Your goal
Copy each line from the data that has the word "green" in it.

Task input
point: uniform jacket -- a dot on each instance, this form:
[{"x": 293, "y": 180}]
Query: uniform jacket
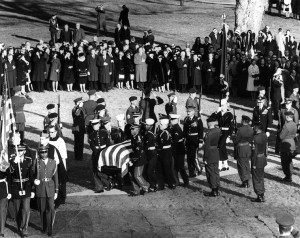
[
  {"x": 48, "y": 171},
  {"x": 211, "y": 150},
  {"x": 258, "y": 158}
]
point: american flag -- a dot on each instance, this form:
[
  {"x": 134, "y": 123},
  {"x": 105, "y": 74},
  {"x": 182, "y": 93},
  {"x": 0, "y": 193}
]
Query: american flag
[
  {"x": 7, "y": 124},
  {"x": 116, "y": 155}
]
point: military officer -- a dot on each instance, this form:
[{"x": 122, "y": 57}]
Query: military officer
[
  {"x": 193, "y": 134},
  {"x": 138, "y": 158},
  {"x": 21, "y": 184},
  {"x": 134, "y": 107},
  {"x": 171, "y": 106},
  {"x": 212, "y": 156},
  {"x": 5, "y": 193},
  {"x": 98, "y": 140},
  {"x": 287, "y": 146},
  {"x": 178, "y": 149},
  {"x": 78, "y": 128},
  {"x": 226, "y": 124},
  {"x": 18, "y": 103},
  {"x": 46, "y": 188},
  {"x": 192, "y": 101},
  {"x": 242, "y": 145},
  {"x": 259, "y": 161},
  {"x": 151, "y": 154}
]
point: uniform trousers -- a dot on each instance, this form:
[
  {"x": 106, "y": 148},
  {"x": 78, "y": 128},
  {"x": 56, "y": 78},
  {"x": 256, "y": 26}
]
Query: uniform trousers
[
  {"x": 179, "y": 167},
  {"x": 243, "y": 166},
  {"x": 165, "y": 168},
  {"x": 287, "y": 163},
  {"x": 191, "y": 150},
  {"x": 3, "y": 211},
  {"x": 78, "y": 145},
  {"x": 47, "y": 212},
  {"x": 22, "y": 211},
  {"x": 151, "y": 156},
  {"x": 258, "y": 180},
  {"x": 212, "y": 175}
]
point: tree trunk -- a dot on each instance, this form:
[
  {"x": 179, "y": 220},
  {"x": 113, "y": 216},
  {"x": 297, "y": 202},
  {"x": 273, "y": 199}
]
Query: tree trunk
[{"x": 249, "y": 14}]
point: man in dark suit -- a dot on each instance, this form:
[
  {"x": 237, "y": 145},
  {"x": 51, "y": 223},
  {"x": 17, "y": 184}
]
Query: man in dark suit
[
  {"x": 18, "y": 103},
  {"x": 46, "y": 189}
]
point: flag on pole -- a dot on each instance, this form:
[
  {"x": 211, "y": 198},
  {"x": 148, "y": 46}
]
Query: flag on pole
[{"x": 116, "y": 155}]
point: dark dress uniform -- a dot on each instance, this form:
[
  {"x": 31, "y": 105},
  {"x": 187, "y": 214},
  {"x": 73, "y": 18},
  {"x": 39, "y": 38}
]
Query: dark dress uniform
[
  {"x": 21, "y": 201},
  {"x": 151, "y": 155},
  {"x": 138, "y": 157},
  {"x": 165, "y": 159},
  {"x": 78, "y": 129},
  {"x": 193, "y": 133},
  {"x": 47, "y": 174},
  {"x": 243, "y": 151},
  {"x": 98, "y": 141},
  {"x": 178, "y": 151},
  {"x": 287, "y": 148},
  {"x": 18, "y": 103},
  {"x": 211, "y": 158},
  {"x": 226, "y": 124},
  {"x": 258, "y": 163}
]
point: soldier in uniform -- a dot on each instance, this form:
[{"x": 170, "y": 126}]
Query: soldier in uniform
[
  {"x": 18, "y": 102},
  {"x": 132, "y": 109},
  {"x": 242, "y": 145},
  {"x": 21, "y": 184},
  {"x": 287, "y": 146},
  {"x": 259, "y": 161},
  {"x": 178, "y": 149},
  {"x": 226, "y": 124},
  {"x": 78, "y": 128},
  {"x": 151, "y": 154},
  {"x": 192, "y": 101},
  {"x": 165, "y": 155},
  {"x": 5, "y": 193},
  {"x": 193, "y": 134},
  {"x": 98, "y": 140},
  {"x": 212, "y": 156},
  {"x": 171, "y": 106},
  {"x": 138, "y": 158},
  {"x": 46, "y": 188}
]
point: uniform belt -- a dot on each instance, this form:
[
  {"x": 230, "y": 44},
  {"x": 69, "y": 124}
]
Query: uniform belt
[
  {"x": 166, "y": 146},
  {"x": 151, "y": 148},
  {"x": 21, "y": 180},
  {"x": 193, "y": 134}
]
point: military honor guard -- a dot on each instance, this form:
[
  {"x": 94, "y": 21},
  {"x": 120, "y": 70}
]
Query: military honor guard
[
  {"x": 46, "y": 189},
  {"x": 178, "y": 149},
  {"x": 78, "y": 128},
  {"x": 243, "y": 151},
  {"x": 21, "y": 184},
  {"x": 151, "y": 154},
  {"x": 193, "y": 134},
  {"x": 259, "y": 161},
  {"x": 287, "y": 145},
  {"x": 138, "y": 159},
  {"x": 211, "y": 155},
  {"x": 226, "y": 124},
  {"x": 98, "y": 140}
]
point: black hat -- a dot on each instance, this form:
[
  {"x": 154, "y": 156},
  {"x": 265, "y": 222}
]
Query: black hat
[
  {"x": 50, "y": 106},
  {"x": 132, "y": 98},
  {"x": 246, "y": 118},
  {"x": 52, "y": 115}
]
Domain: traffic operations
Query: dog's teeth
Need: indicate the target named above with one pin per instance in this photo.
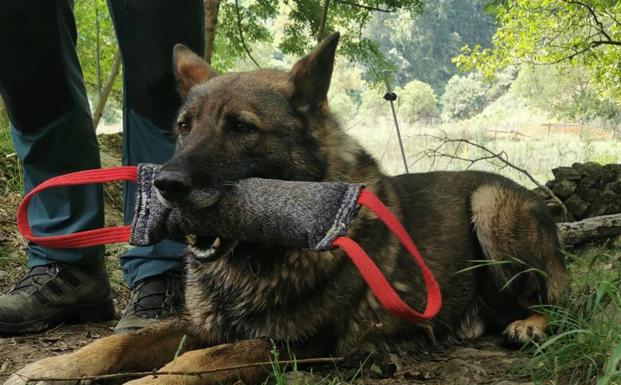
(216, 243)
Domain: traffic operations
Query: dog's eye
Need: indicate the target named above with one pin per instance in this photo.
(240, 126)
(183, 127)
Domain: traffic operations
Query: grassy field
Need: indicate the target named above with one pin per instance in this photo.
(532, 148)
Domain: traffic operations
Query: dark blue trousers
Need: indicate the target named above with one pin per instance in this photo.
(43, 89)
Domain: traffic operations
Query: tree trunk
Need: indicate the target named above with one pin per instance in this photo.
(212, 8)
(107, 88)
(590, 229)
(322, 22)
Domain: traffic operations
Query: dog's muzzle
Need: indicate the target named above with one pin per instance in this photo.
(296, 214)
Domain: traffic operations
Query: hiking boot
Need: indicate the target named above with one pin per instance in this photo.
(53, 294)
(153, 299)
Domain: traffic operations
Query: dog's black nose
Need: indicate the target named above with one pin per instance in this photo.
(172, 185)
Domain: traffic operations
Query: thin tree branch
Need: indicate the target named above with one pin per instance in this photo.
(367, 7)
(116, 376)
(593, 15)
(212, 8)
(491, 155)
(241, 35)
(107, 88)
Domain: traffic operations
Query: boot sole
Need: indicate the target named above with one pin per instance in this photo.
(103, 311)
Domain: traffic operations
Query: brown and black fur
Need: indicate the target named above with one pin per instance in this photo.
(274, 124)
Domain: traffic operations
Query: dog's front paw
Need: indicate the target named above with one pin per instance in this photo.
(51, 367)
(520, 332)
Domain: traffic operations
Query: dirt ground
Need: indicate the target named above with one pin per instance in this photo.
(480, 361)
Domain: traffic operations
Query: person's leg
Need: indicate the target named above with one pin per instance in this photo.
(42, 87)
(146, 31)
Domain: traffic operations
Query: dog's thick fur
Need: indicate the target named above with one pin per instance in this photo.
(273, 124)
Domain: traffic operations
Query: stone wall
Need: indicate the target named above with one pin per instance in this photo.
(587, 189)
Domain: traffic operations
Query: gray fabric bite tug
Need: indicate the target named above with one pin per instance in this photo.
(297, 214)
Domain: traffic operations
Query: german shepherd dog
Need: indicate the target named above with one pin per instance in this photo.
(491, 244)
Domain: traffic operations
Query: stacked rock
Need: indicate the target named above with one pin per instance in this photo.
(587, 189)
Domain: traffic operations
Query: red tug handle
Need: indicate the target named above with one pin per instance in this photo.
(371, 274)
(374, 278)
(85, 238)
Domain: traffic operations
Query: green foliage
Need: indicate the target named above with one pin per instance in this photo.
(417, 102)
(96, 48)
(300, 23)
(586, 33)
(372, 104)
(566, 92)
(421, 46)
(586, 344)
(464, 96)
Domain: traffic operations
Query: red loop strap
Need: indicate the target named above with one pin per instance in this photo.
(367, 268)
(372, 275)
(85, 238)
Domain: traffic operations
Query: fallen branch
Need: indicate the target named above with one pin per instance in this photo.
(503, 157)
(116, 376)
(590, 229)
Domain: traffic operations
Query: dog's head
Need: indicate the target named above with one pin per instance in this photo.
(250, 124)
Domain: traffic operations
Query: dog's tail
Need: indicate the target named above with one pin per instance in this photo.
(521, 243)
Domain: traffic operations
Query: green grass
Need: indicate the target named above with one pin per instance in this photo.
(585, 347)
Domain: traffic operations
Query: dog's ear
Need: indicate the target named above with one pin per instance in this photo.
(190, 69)
(311, 75)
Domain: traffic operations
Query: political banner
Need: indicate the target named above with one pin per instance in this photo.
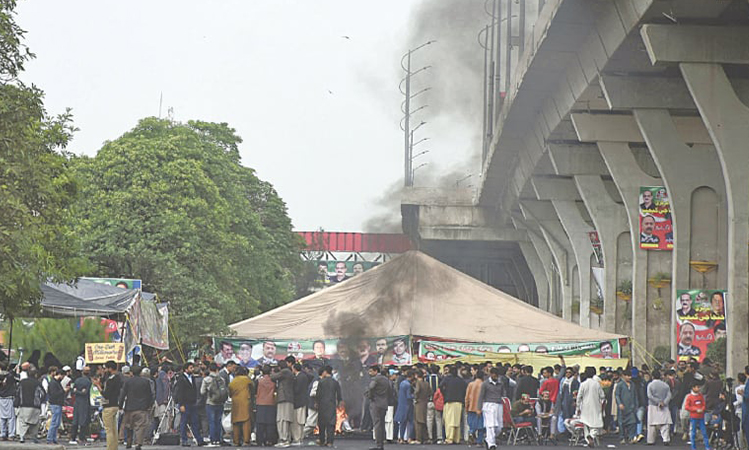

Result for this task
Query: green foliage
Query: green grass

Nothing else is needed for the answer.